┌─ Dataset content

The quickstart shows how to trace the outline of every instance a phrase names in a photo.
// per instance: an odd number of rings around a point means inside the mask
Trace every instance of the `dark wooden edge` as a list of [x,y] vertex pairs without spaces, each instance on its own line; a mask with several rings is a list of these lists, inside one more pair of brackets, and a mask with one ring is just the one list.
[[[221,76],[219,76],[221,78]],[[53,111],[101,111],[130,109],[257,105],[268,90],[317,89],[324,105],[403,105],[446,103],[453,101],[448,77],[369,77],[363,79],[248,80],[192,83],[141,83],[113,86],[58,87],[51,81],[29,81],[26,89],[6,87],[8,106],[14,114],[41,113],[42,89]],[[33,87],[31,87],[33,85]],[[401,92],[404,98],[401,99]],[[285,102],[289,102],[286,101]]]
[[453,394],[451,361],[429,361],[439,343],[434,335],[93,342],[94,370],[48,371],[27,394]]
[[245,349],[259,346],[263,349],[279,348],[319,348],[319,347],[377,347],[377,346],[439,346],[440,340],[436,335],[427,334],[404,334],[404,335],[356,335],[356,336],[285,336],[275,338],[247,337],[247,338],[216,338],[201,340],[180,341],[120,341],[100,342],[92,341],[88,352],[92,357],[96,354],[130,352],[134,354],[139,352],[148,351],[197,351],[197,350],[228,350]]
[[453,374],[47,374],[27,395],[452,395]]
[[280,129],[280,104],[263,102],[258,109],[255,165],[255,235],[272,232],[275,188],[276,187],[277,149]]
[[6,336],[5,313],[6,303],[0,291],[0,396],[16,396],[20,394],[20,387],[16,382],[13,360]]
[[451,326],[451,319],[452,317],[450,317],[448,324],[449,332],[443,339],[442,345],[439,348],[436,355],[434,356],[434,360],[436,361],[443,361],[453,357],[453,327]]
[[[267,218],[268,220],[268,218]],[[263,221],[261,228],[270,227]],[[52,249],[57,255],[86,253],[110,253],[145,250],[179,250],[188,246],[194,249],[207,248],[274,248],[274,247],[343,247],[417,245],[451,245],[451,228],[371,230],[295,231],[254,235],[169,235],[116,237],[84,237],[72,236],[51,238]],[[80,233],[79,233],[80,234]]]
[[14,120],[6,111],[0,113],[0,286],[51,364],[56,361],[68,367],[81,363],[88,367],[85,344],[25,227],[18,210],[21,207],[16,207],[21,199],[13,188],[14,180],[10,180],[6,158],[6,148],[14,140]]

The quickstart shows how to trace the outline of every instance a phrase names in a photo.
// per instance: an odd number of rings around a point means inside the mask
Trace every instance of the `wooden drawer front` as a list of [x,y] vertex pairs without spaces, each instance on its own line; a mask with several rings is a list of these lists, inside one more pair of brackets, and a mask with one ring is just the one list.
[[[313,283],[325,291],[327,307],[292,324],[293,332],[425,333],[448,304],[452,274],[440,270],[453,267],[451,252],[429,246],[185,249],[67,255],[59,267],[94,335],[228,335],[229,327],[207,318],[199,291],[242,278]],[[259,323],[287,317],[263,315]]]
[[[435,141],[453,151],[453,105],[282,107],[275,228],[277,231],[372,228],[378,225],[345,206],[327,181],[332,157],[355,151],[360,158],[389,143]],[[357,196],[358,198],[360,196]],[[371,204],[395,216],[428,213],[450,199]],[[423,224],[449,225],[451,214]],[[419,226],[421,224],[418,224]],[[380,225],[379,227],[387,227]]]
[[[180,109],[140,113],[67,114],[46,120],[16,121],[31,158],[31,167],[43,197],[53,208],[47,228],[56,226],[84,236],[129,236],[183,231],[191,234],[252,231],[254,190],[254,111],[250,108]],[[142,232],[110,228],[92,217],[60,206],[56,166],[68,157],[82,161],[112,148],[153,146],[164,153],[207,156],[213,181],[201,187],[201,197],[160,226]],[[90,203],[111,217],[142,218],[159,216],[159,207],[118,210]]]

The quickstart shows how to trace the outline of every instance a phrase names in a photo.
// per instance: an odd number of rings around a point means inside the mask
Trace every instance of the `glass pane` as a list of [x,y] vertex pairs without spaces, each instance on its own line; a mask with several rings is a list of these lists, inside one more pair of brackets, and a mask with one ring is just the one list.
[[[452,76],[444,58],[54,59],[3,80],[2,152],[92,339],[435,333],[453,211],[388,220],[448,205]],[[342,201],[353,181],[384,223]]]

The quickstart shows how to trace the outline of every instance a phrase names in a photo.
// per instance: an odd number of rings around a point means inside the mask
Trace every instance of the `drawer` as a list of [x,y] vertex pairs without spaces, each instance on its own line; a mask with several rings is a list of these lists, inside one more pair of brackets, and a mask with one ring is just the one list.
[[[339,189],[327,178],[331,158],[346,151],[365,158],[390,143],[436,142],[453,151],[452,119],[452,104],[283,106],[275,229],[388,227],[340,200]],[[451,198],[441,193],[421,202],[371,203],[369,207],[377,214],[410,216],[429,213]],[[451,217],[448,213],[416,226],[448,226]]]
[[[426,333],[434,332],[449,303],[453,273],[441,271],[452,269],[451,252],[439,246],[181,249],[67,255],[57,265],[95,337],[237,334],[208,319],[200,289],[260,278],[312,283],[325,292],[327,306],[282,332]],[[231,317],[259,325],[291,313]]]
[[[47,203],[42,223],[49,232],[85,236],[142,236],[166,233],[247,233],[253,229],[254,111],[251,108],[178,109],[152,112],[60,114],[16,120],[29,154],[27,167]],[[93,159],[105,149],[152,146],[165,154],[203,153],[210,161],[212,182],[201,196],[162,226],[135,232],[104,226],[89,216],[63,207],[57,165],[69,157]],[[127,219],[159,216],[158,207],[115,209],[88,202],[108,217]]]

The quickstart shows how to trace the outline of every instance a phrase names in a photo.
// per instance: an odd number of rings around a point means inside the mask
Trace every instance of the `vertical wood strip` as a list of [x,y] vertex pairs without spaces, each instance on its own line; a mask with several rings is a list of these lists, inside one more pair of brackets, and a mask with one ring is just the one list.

└─

All entries must be repeated verbatim.

» **Exercise output**
The quickstart shows how to trace the outline of every instance a phrase names in a photo.
// per instance: an odd number of rings around a point means inside the mask
Trace every instance of the `dark wooden edge` as a list of [x,y] vertex pairs without spaces, each instance on its own line; a mask with several rings is a list of these lists, inside one more pair of brackets, and a mask with one ring is just the one list.
[[[221,76],[219,76],[221,78]],[[53,111],[101,111],[130,109],[257,105],[268,90],[317,89],[324,105],[403,105],[446,103],[453,101],[448,77],[369,77],[363,79],[248,80],[192,83],[141,83],[113,86],[58,87],[51,81],[29,81],[26,89],[6,87],[8,106],[14,114],[41,113],[42,89]],[[33,87],[31,87],[33,85]],[[401,92],[404,98],[401,99]],[[285,102],[289,102],[286,101]]]
[[453,394],[451,361],[429,361],[439,343],[434,335],[93,342],[94,370],[48,371],[27,394]]
[[245,349],[259,346],[263,349],[279,348],[319,348],[319,347],[377,347],[377,346],[439,346],[440,340],[436,335],[427,334],[404,334],[404,335],[356,335],[356,336],[285,336],[275,338],[247,337],[247,338],[216,338],[201,340],[180,341],[120,341],[100,342],[92,341],[88,352],[92,357],[96,354],[130,352],[134,354],[139,352],[148,351],[197,351],[197,350],[228,350]]
[[453,374],[47,374],[27,395],[452,395]]
[[280,129],[280,104],[263,102],[258,109],[255,165],[255,235],[272,232],[275,188],[276,187],[277,149]]
[[6,336],[5,313],[6,303],[0,291],[0,396],[16,396],[20,394],[20,387],[16,382],[13,360]]
[[451,326],[451,319],[452,317],[450,317],[448,324],[449,332],[443,339],[442,345],[439,348],[436,355],[434,356],[434,360],[436,361],[443,361],[453,357],[453,327]]
[[[267,218],[268,220],[268,218]],[[263,221],[261,228],[270,227]],[[52,249],[57,255],[86,253],[110,253],[145,250],[179,250],[188,246],[194,249],[207,248],[274,248],[274,247],[343,247],[417,245],[451,245],[451,228],[371,230],[295,231],[254,235],[169,235],[116,237],[84,237],[72,236],[51,238]],[[80,233],[79,233],[80,234]]]
[[14,120],[6,111],[0,113],[0,286],[51,364],[56,361],[68,367],[81,363],[88,367],[85,344],[25,227],[18,210],[21,207],[16,207],[21,199],[13,188],[14,180],[10,180],[6,158],[6,148],[14,140]]

The quickstart shows how to trace the outline of every instance a phrase names in a photo.
// per instance: an odd number of rings around a point means inside the mask
Trace every instance of the `wooden drawer front` as a list of [x,y] vertex pairs without spaces, each instance on its own line; a mask with several rings is a list of these lists, inside one more pair of brackets, and a mask with one ring is just the one list.
[[[313,283],[325,291],[327,307],[292,324],[293,332],[425,333],[448,304],[452,274],[440,270],[453,267],[451,252],[429,246],[185,249],[67,255],[59,267],[94,335],[228,335],[229,327],[207,318],[199,291],[242,278]],[[259,323],[287,317],[263,315]]]
[[[435,141],[453,151],[453,105],[282,107],[275,228],[277,231],[372,228],[378,225],[345,206],[327,181],[332,157],[355,151],[360,158],[389,143]],[[357,196],[358,198],[360,196]],[[371,204],[395,216],[428,213],[450,199]],[[423,224],[449,225],[451,214]],[[419,226],[421,224],[418,224]],[[380,225],[379,227],[387,227]]]
[[[180,109],[140,113],[67,114],[46,120],[16,121],[31,158],[31,167],[43,197],[53,208],[47,228],[56,226],[84,236],[129,236],[183,231],[191,234],[252,231],[254,190],[254,111],[250,108]],[[142,232],[110,228],[92,217],[60,206],[56,166],[68,157],[82,161],[112,148],[153,146],[164,153],[207,156],[213,181],[201,187],[201,197],[160,226]],[[90,203],[111,217],[142,218],[159,216],[159,207],[118,210]]]

The quickstart shows how to trace the outline of every instance a phrase names in a photo.
// per instance: an odd number of rings around a point means inside the mask
Trace every instance of the `glass pane` as a list of [x,y] vertex pairs without spaces, each instance on its own line; a mask with several rings is a list of these lists, inside one more pair of brackets, and a mask with one ring is just the one list.
[[[452,76],[444,58],[54,59],[3,80],[2,152],[92,339],[435,333],[453,211],[388,220],[448,205]],[[342,201],[353,181],[384,223]]]

The quickstart shows how to trace the outline of every instance a phrase names in a photo.
// per instance: an odd number of rings around a point means inside the mask
Trace every instance of the `drawer` as a list of [x,y] vertex pairs without spaces, each instance on its own line; a mask with several rings is a list of these lists, inside one more pair of brackets, and a mask with one ring is just the one list.
[[[339,189],[327,178],[331,158],[346,151],[365,158],[390,143],[436,142],[453,151],[452,119],[452,104],[283,106],[275,229],[388,227],[340,200]],[[451,198],[441,193],[421,202],[371,203],[369,207],[377,214],[410,216],[429,213]],[[451,217],[448,213],[416,226],[448,226]]]
[[[426,333],[434,332],[449,303],[453,273],[441,271],[452,269],[451,252],[439,246],[181,249],[67,255],[57,265],[95,337],[237,334],[208,319],[200,289],[260,278],[312,283],[325,292],[327,306],[282,332]],[[231,317],[259,325],[291,313]]]
[[[47,203],[42,223],[49,232],[85,236],[142,236],[166,233],[247,233],[253,229],[254,111],[251,108],[178,109],[152,112],[60,114],[16,120],[29,154],[27,167]],[[93,159],[105,149],[152,146],[165,154],[203,153],[210,161],[212,182],[201,196],[162,226],[135,232],[104,226],[89,216],[63,207],[57,165],[69,157]],[[127,219],[159,216],[158,207],[115,209],[88,202],[108,217]]]

The quickstart shows how to trace the outline of every instance a phrase names in a photo.
// per instance: an odd number of rings around a point means inside the mask
Trace every instance of the `vertical wood strip` as a list of [x,y] vertex pairs without spaces, each instance on its own line; a mask with several rings is a list of these lists, inside one more pair of brackets, and a mask with one ring is just the one list.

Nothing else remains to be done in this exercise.